EXCERPTED RECORDS:
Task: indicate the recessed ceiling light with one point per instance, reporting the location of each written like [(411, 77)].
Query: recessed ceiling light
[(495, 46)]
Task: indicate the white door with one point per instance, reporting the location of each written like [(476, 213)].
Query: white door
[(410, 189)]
==
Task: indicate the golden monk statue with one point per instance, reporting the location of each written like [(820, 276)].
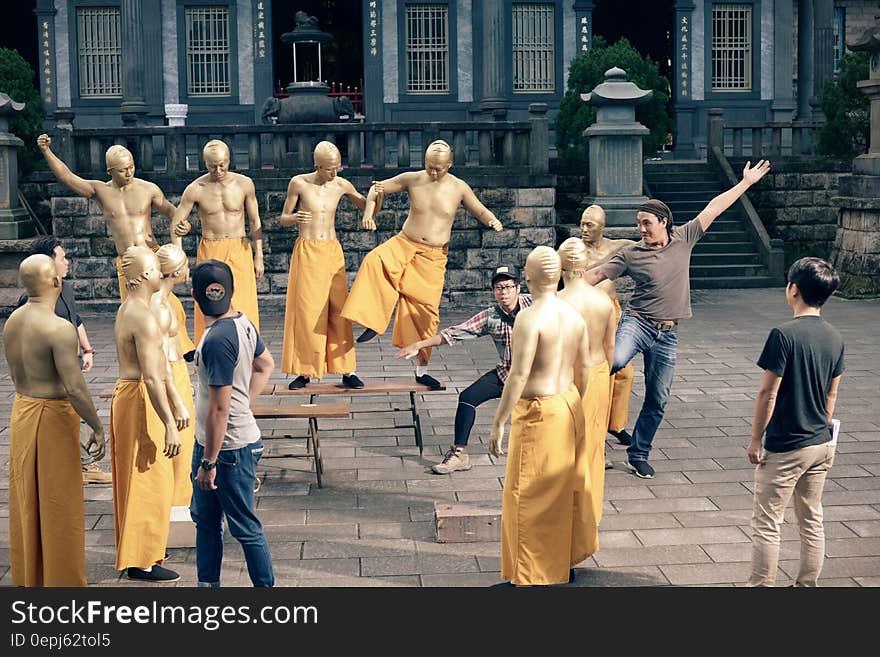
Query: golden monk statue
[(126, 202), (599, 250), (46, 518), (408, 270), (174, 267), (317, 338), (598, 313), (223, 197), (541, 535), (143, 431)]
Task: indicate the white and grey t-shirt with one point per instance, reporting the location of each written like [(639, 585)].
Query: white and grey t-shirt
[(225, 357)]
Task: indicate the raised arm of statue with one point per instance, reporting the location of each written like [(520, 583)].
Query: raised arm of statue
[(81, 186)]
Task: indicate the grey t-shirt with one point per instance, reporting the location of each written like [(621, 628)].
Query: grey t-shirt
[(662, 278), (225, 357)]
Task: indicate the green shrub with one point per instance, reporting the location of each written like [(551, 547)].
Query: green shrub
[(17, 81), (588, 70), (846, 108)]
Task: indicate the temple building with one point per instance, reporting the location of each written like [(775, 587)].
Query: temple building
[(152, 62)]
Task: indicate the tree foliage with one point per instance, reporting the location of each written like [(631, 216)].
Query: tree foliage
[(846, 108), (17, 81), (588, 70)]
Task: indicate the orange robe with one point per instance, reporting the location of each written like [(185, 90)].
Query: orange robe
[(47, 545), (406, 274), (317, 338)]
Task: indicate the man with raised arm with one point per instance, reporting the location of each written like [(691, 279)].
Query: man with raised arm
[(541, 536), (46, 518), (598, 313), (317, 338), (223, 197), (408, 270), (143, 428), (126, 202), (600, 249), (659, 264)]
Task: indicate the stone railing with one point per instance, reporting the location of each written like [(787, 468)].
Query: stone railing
==
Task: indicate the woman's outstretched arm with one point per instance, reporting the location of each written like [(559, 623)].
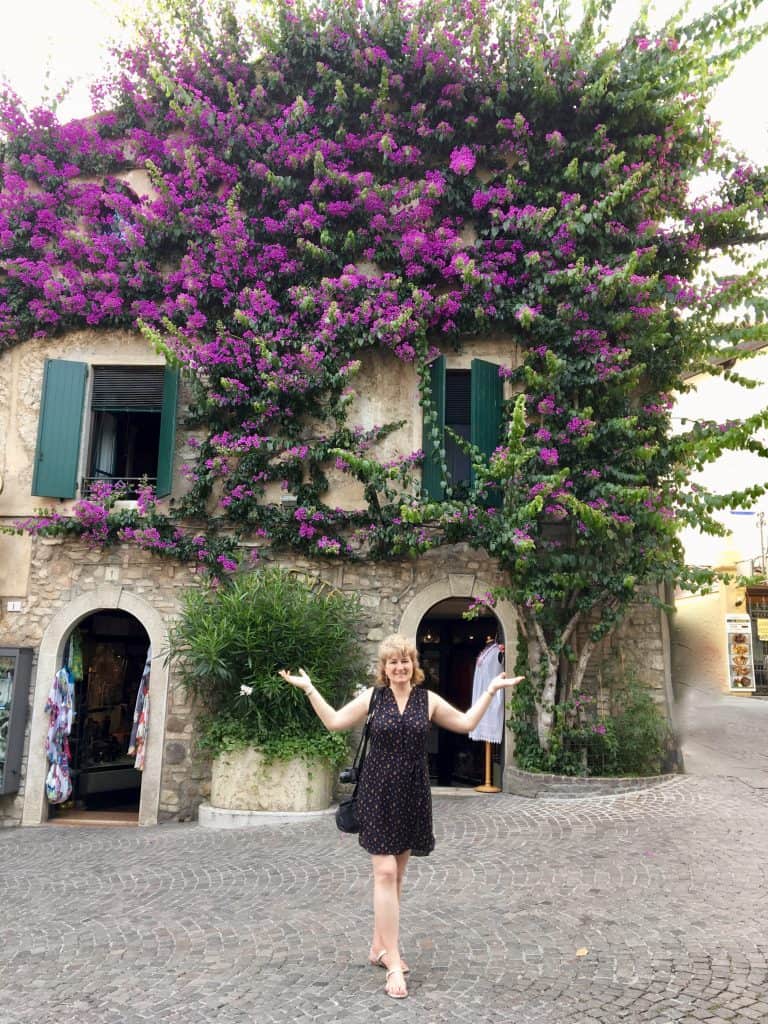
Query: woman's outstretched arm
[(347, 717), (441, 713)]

WHAT IS BEING ASKED:
Edit the lines from the one containing "Task: indicate the recessed" through the one containing "[(495, 46)]", replacing "recessed" with "flush-mount" and leaving everything else unchanged. Give back only those lines.

TASK RESPONSE:
Task: indicate the flush-mount ceiling light with one point per instance, reporting the location of each written like [(411, 77)].
Query: flush-mount ceiling light
[(495, 46)]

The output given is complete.